== Source ==
■ ■ ■ ■
I've deleted my previous answer, as I don't believe it was helpful any more, as the question's changed so much over time.

Here's what I understand the question to be:

You are given an input (c) of type decimal such that:

• 0 <= c <= 99.99m * 99.99m
• c has at most two decimal places (i.e. c == decimal.Round(c, 2))

You are required to find to decimal values a and b such that:

• Each of a and b are in the range [0, 99.99m]
• Each of a and b have at most two decimal places
• decimal.Round(a * b, 2) == c

My answer is that it's still not possible for all values of c. Counterexample: c = 9997.50

The highest possible values of a and b (99.99m each) gives decimal.Round(a * b, 2) == 9998.00, so that fails with a product which is too high.

Now if you keep a as high as it can be, and reduce b as little as possible, we get a=99.99m, b=99.98m - and now decimal.Round(a * b, 2) == 9997.00, so that fails with a product which is too low.

There is no way of getting any product between those two values - we've perturbed our first attempt by as small an amount as possible. Therefore there are no values for a and b satisfying the problem.

(I'm anticipating a new rule being introduced to cope with this, as that seems to be the way this question is going...)

Multiply C by 10,000. Then factor this number into its prime factors. Then find a partition of the prime factors into two sets such that the product of the numbers in each set is less than 10,000. If such a partition can be found, then return these two products divided by 100 as A and B. Otherwise, add one to the number and try again.

For example, if C=100.07, then the factors are 2, 2, 5, 5, 10007. Because one of the products must include the factor 10007, which is a prime number, the first condition can never be satisfied. So we try again with 1000701 = 3*3*3*13*2851. This time, we can partition the number, and we have A=3.51 and B=28.51 as a possible solution.
■ ■ ■ ■
== Instructions ==
• a. Gather every line from the records below that contains the string "blazer".
• b. Write what comes next in the answer above about finding two decimals whose product rounds to c, starting after its last sentence.
■ ■ ■ ■
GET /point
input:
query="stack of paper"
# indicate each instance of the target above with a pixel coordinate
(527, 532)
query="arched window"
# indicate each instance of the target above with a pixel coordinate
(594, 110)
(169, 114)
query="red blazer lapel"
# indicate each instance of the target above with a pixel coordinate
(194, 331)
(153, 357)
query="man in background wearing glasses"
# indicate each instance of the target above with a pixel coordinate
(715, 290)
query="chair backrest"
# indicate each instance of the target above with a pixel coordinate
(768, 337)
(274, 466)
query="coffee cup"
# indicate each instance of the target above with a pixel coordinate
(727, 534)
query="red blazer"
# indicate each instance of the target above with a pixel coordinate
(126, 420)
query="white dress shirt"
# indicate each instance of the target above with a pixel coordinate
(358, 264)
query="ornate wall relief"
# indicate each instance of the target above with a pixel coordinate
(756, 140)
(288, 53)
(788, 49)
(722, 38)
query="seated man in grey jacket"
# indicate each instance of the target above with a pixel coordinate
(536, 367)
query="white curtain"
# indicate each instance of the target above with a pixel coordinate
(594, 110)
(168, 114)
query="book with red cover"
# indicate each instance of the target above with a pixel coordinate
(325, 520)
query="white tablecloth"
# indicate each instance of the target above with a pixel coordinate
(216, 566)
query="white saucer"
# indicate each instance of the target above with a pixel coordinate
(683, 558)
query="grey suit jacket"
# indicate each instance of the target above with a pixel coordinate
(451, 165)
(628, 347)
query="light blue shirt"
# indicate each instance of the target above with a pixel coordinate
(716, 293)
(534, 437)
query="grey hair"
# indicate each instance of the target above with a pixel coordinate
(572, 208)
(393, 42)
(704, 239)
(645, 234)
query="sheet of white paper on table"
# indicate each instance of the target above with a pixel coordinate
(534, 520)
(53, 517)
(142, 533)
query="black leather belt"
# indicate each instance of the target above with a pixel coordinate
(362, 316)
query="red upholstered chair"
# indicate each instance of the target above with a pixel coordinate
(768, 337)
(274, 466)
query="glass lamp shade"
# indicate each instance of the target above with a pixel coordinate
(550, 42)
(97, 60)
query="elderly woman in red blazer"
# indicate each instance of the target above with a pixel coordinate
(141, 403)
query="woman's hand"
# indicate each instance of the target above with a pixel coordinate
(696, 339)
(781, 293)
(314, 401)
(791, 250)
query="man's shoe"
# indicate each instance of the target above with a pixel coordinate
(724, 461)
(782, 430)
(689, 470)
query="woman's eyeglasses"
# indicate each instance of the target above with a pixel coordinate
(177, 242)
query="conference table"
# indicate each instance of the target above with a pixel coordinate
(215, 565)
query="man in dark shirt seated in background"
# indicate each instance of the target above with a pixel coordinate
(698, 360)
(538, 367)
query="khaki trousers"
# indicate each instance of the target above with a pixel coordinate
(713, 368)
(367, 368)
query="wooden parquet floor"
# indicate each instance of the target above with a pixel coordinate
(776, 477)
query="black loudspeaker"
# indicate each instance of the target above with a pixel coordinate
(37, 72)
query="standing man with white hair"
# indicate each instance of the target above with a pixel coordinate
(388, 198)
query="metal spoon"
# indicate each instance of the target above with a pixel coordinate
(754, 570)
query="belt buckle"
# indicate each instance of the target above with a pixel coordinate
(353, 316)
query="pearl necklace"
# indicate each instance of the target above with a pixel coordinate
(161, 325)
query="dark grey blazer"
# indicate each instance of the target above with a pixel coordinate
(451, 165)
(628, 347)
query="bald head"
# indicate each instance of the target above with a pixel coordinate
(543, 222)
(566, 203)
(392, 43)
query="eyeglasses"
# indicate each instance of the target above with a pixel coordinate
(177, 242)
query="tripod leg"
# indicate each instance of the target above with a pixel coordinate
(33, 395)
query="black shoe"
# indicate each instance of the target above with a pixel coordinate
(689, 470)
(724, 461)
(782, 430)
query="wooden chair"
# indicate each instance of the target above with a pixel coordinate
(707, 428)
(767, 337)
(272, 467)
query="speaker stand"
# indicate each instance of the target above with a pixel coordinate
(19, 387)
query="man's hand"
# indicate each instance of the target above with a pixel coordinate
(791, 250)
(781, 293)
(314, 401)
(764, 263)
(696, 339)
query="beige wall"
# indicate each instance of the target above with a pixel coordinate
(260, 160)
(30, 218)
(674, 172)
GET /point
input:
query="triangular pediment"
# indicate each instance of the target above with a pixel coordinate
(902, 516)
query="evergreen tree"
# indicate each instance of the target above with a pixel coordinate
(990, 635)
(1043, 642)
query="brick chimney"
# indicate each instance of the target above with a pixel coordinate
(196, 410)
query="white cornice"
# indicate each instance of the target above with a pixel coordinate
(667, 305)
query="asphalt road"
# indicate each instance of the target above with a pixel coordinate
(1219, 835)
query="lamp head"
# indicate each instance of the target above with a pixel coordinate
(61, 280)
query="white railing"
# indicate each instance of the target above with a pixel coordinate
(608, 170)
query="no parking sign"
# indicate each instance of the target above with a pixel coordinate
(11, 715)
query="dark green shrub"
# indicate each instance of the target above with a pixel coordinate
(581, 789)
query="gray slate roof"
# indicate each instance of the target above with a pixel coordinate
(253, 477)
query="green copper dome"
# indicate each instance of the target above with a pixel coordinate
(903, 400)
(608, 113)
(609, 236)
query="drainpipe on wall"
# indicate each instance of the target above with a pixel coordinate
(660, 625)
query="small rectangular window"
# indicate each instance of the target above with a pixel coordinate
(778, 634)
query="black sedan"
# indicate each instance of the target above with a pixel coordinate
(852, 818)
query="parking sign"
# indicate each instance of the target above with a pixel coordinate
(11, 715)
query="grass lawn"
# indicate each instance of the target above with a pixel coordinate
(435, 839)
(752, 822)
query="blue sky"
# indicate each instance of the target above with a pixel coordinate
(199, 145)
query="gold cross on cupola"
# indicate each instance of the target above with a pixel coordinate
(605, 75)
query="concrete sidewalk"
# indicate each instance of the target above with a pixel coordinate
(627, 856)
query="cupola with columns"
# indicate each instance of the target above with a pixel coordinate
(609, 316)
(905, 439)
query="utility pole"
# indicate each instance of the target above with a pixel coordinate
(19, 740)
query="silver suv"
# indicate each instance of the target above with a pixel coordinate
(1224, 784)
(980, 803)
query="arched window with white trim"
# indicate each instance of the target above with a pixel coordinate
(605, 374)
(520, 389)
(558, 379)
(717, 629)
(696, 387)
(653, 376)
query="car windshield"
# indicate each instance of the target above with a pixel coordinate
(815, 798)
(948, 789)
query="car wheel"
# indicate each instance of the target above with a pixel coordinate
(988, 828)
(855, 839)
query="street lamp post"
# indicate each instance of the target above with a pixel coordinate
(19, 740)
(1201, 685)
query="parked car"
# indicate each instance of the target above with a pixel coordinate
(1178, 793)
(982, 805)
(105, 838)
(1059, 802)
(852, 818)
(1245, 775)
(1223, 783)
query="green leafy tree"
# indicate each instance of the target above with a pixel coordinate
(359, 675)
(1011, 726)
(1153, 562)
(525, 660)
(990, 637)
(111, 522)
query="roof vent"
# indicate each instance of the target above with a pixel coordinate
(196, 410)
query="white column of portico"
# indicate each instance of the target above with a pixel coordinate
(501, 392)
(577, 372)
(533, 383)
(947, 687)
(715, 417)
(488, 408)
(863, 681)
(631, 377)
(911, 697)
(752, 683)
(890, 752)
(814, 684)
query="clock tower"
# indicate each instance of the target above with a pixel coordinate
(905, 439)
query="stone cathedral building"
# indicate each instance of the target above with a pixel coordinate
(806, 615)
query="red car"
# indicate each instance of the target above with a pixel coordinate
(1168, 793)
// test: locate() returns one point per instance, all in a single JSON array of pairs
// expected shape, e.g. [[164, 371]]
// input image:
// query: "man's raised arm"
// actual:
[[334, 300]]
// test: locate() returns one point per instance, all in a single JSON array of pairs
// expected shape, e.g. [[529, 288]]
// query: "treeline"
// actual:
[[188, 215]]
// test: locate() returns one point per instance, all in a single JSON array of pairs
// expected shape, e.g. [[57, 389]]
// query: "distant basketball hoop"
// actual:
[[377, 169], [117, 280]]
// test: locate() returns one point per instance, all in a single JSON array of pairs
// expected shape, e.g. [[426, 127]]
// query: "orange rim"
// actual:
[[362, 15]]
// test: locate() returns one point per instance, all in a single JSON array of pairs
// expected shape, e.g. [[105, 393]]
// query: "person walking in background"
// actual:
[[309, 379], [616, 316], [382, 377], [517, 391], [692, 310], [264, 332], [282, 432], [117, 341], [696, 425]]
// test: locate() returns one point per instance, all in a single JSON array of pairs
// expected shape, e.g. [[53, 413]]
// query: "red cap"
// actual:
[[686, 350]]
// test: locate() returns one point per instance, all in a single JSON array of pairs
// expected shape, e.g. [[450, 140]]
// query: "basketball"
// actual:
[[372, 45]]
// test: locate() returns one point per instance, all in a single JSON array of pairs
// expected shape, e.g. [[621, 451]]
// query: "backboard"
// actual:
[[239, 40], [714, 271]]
■ ■ ■ ■
== Exercise results ==
• a.
query="red blazer lapel"
query="red blazer"
query="elderly woman in red blazer"
query="dark grey blazer"

• b.
You can do this at most 99 times. If you need 100 or more, than the input value cannot have been generated from ConvertABToC.

This only guarantees that the result of ConvertCtoAB, when fed back into ConvertABtoC will produce the same C, not the other way around. It appears to violate rule #3, but then elsewhere the question is about rounding.

If no rounding at all is allowed, then one should stop and report infeasibility after trying the original 10000*C.

Skeet's idea to treat the interval as itself * 100 makes everything so much clearer...

The problem is indeed without a complete solution. It asks you to create a bijective function f : A x B -> C,
where A = B = {0 ... 9999} and C = {0 ... 9999*9999 }

9999*9999 = 9998001; plus the 0, that gives a cardinality of 99,980,002.

A X B has a cardinality of 100,000,000.

A bijective function over finite sets can't be defined when the domain and codomain have different cardinalities. There will always be at most 19,998 values of c whose (a, b) breakdown will have more than one solution.

Going back on the original interval definition: the closest you can get to a proper function is something like:

public decimal Ab2C(decimal a, decimal b)
{
    if(a != 99.99 and a != 99.98)
        return a*100 + b;
    return (100-a)*100 + b; // for instance;
}

In this case, values for a between 0.02 to 99.97 will give unique results; a = 0.00 or 99.99 will be identical, likewise for a = 0.01 or 99.98. there is NO possible discrimination between these two values.

public void C2AB(decimal c, out decimal a, out decimal b)
{
    // todo: sanity checks.
    if (c <= 99.99)  // either a = 0.00, or a = 99.99; and b = c.
    {
        b = c;
        a = 0.00;
        return;
    }

    if (c <= 2*99.99)
    {
        b = c - 99.99;
        a = 0.01; // or 9.98.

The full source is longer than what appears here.